Aim =
Output the lines of the material from the one containing "Target: plant stem" down through the one containing "[(520, 51)]" as a JSON list of strings, one string per line with blank lines omitted.

Provided material =
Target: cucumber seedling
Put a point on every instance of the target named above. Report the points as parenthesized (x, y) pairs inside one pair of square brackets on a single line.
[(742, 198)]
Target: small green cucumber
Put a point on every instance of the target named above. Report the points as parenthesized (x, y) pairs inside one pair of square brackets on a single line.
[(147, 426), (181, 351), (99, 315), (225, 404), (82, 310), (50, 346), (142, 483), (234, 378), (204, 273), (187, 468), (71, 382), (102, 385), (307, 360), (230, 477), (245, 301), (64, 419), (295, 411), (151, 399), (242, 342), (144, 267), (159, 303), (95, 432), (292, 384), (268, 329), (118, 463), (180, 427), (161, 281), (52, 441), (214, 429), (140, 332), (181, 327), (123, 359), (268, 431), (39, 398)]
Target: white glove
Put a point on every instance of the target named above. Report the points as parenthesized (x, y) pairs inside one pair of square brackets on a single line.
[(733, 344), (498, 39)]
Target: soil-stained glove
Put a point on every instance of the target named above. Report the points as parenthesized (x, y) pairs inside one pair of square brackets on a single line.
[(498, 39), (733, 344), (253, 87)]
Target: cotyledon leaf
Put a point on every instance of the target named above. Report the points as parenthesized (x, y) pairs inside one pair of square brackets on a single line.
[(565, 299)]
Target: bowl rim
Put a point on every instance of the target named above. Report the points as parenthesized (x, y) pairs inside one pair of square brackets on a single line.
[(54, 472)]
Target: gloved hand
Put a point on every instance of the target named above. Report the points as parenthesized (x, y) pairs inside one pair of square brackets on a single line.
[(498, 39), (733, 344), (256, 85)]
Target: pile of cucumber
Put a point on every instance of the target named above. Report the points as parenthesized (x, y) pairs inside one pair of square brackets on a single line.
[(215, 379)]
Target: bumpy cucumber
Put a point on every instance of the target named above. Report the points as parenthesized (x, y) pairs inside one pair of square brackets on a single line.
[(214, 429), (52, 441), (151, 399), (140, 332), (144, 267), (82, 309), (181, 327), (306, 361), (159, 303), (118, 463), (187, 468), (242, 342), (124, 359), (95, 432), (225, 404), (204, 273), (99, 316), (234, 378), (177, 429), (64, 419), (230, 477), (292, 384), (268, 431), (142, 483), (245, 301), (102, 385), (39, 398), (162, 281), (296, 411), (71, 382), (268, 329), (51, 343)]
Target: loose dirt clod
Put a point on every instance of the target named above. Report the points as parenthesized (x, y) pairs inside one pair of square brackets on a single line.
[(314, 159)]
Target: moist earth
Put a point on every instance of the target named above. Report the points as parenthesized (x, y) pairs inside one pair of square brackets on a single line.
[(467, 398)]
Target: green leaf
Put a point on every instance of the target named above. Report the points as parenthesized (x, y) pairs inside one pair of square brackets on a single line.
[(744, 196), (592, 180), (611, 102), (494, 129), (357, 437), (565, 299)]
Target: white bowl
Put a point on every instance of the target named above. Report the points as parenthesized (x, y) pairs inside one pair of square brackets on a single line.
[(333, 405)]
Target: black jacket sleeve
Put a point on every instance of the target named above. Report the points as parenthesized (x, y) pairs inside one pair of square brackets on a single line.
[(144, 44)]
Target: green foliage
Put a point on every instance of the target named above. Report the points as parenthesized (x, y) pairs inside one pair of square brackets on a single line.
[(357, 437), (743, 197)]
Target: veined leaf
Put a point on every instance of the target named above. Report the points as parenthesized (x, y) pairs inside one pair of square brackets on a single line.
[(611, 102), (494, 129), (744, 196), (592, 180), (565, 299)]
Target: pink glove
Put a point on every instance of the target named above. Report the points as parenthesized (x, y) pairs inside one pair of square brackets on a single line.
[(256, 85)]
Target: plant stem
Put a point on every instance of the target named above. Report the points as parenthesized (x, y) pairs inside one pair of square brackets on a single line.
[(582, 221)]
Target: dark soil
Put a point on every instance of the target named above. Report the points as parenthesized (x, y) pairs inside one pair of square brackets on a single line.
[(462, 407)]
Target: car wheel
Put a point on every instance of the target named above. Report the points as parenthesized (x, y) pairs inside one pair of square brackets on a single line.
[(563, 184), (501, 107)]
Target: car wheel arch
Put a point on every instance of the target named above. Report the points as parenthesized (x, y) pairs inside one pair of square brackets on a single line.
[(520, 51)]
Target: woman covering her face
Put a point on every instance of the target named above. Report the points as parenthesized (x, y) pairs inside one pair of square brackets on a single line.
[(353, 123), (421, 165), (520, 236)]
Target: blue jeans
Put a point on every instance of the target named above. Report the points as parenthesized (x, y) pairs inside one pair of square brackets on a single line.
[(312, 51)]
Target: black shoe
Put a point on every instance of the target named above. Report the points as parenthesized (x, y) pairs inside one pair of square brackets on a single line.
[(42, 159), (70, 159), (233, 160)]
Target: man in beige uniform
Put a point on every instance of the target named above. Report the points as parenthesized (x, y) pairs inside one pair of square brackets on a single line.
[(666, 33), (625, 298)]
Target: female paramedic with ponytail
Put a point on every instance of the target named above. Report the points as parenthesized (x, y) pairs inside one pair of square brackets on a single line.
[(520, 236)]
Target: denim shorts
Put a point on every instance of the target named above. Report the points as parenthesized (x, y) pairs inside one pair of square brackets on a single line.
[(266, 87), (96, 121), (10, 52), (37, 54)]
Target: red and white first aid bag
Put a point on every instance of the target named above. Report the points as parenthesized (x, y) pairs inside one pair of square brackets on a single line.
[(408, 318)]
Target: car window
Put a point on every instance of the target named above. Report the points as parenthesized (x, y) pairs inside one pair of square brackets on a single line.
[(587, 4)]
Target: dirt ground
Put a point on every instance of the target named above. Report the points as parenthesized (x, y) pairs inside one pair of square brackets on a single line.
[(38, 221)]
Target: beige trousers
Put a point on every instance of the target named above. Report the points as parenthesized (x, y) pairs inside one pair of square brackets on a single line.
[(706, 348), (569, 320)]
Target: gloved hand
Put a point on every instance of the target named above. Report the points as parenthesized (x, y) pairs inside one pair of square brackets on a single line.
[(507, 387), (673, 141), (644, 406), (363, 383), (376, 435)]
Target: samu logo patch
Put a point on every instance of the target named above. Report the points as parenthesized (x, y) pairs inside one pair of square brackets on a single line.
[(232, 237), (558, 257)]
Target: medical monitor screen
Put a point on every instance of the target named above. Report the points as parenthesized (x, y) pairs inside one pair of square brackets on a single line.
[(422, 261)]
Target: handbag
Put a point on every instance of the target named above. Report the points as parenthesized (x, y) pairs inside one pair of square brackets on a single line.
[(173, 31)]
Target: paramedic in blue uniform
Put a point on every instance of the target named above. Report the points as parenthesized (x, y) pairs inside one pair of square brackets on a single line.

The completed task =
[
  "Target: plant stem",
  "Put a point on every instance of the target named above. Report the points as parenthesized (x, y) pairs inside one pair of square brackets on a single line.",
  "[(582, 221)]",
  "Target: dark soil",
  "Put a point on every instance of the target named above. Report the points as parenthesized (x, y) pairs inside one pair of square brackets on a single line.",
  "[(462, 407)]",
  "Target: car wheel",
  "Put a point on every instance of the target named above. Report the points as parenthesized (x, y) pairs inside one pair of square brackets on a single line.",
  "[(563, 184), (501, 107)]",
  "Target: car wheel arch",
  "Put a point on every instance of the target named above. Report the points as parenthesized (x, y) pairs inside one pair of square brackets on a single line.",
  "[(520, 51)]"
]